- [DATA FOR THIS EXERCISE]
====================

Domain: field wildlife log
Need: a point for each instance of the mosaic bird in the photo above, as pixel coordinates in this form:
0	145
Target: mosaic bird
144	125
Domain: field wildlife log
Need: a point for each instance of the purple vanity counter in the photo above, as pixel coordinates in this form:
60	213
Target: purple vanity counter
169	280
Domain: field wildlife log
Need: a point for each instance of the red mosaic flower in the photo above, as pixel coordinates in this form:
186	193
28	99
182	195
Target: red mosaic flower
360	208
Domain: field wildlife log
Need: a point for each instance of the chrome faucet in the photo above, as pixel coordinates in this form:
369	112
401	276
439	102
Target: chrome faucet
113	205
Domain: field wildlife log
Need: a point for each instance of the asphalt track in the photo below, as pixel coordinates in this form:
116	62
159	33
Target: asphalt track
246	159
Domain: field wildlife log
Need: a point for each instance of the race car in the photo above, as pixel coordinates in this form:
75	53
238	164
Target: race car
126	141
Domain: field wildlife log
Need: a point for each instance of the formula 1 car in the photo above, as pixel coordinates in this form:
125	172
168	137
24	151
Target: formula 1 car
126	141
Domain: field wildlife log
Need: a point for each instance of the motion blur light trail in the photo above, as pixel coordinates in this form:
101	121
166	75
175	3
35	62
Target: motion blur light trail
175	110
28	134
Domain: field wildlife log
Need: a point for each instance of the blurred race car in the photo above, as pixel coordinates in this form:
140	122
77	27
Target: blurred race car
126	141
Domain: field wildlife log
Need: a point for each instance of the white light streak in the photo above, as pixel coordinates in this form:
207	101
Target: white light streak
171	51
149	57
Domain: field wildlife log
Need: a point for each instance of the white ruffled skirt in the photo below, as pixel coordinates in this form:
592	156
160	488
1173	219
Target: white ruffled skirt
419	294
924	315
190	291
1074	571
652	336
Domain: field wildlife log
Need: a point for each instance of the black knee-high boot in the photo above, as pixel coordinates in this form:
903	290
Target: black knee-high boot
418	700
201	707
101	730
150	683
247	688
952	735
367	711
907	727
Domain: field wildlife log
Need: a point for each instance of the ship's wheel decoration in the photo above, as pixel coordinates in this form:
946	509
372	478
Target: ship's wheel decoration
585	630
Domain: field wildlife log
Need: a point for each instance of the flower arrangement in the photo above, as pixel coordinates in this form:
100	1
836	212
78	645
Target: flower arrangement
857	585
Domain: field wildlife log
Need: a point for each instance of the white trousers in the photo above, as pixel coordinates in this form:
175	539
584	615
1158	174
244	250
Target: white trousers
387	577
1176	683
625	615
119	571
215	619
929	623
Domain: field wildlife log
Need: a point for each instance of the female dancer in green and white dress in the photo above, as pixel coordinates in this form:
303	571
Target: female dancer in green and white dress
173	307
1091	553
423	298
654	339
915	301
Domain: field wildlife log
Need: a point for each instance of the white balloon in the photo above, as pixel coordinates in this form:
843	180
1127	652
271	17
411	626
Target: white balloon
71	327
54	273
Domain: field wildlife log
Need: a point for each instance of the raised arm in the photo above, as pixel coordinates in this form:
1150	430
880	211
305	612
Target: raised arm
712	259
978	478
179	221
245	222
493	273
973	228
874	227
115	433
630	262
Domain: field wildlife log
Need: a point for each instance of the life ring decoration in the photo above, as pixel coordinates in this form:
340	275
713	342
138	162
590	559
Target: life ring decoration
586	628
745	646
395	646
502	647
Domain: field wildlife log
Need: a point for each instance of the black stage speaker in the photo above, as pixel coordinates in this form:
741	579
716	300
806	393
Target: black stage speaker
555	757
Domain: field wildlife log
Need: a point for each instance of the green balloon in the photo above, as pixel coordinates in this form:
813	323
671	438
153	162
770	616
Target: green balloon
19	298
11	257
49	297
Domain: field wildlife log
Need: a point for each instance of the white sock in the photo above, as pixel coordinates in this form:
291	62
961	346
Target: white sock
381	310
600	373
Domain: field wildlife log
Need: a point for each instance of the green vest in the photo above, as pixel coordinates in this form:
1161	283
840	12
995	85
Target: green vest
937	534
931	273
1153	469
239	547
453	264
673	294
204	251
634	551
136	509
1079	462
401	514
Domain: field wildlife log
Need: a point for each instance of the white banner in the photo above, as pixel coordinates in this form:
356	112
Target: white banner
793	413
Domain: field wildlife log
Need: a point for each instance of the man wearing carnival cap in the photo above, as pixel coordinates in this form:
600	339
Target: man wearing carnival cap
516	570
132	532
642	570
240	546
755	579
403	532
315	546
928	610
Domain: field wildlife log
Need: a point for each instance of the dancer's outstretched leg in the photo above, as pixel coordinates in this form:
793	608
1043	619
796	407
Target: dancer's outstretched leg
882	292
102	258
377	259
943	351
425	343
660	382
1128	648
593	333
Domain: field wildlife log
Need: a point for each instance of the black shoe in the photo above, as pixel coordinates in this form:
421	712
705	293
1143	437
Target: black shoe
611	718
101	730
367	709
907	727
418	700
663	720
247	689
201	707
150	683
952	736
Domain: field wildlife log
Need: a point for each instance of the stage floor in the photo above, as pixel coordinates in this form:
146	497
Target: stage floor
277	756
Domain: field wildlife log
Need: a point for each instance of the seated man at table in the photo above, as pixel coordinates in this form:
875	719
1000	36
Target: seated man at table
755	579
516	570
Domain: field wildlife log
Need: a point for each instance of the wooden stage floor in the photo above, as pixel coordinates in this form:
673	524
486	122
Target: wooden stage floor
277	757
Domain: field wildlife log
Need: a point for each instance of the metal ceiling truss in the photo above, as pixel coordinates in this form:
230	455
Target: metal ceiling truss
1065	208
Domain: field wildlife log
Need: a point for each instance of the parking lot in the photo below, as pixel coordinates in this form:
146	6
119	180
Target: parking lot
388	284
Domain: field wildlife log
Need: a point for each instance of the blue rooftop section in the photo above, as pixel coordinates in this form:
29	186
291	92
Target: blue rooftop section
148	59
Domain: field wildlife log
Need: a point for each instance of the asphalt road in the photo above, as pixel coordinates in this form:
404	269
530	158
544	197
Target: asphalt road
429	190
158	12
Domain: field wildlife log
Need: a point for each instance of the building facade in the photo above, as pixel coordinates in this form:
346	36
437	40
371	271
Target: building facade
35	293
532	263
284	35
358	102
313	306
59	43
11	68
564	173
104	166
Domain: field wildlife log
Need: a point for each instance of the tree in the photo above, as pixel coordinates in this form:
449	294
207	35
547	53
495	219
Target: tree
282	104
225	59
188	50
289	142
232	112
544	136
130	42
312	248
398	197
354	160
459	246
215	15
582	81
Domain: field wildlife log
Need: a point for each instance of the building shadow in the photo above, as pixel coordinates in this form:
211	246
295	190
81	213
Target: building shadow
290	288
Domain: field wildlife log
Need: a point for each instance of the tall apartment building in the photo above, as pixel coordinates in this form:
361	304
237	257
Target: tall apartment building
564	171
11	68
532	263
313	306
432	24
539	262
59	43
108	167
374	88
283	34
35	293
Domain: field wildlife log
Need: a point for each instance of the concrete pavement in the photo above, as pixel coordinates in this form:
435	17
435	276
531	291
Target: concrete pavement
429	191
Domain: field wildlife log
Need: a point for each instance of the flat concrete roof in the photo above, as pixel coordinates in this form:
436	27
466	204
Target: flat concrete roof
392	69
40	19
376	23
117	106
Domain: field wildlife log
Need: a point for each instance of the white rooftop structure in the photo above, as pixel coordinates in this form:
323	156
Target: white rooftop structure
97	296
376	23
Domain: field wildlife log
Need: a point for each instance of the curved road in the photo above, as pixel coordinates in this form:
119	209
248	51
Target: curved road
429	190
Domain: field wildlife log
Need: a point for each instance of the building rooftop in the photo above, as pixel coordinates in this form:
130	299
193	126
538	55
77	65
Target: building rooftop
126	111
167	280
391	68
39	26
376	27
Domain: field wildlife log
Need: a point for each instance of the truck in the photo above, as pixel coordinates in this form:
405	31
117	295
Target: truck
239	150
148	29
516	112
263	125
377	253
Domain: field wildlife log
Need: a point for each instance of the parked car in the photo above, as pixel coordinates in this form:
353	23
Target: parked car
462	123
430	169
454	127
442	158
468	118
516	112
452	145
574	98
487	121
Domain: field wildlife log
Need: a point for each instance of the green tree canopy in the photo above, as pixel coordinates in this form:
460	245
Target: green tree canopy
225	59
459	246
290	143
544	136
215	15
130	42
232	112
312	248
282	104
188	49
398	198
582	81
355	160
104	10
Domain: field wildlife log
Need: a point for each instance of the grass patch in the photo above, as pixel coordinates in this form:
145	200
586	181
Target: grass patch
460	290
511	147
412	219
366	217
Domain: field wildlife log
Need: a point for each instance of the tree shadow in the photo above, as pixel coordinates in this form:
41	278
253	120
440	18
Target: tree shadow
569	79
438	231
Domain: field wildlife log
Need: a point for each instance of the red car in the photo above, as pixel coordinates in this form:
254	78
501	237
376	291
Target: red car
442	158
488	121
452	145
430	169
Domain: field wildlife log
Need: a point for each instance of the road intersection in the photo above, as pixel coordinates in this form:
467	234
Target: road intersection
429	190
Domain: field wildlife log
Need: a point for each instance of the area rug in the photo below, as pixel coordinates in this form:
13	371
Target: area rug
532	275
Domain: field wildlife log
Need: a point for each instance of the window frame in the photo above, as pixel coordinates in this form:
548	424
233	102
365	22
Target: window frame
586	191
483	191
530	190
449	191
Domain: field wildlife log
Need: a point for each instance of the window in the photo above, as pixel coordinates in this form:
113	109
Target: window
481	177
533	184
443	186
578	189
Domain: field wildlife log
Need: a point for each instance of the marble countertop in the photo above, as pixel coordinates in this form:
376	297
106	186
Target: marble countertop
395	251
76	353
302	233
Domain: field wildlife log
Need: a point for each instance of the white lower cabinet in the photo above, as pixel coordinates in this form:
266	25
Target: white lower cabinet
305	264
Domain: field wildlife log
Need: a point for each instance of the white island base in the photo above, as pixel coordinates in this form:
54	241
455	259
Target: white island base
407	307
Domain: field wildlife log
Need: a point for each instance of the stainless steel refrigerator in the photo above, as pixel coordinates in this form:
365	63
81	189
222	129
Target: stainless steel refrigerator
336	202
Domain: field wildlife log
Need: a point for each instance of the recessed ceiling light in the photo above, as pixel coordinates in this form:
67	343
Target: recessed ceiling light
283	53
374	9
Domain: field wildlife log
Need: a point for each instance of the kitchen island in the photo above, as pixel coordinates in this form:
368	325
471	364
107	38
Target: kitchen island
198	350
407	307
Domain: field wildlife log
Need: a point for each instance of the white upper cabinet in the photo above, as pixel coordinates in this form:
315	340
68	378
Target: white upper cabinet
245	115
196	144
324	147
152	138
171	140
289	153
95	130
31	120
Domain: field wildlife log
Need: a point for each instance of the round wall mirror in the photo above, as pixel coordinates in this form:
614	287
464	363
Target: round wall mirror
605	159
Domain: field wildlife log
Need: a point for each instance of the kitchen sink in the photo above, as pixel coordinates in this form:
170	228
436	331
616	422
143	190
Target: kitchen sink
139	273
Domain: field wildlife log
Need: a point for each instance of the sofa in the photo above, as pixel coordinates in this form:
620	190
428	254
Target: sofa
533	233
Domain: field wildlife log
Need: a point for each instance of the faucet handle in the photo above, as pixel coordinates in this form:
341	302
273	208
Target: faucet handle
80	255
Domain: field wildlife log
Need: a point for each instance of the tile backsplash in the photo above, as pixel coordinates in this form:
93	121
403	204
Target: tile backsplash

====================

- [GOAL OF THE EXERCISE]
Copy every line of the listing above that contains the word "dancer".

- [COMPLETED TASK]
Need: a point for each instance of the female dancer in green and white dress in the photo above, as pixel coordinates in this form:
Target: female dancer in green and white dress
Need: a point for each instance of the dancer's outstretched leg in the photo above, as pixel coordinates in this form:
Target: dancer's outstretched leg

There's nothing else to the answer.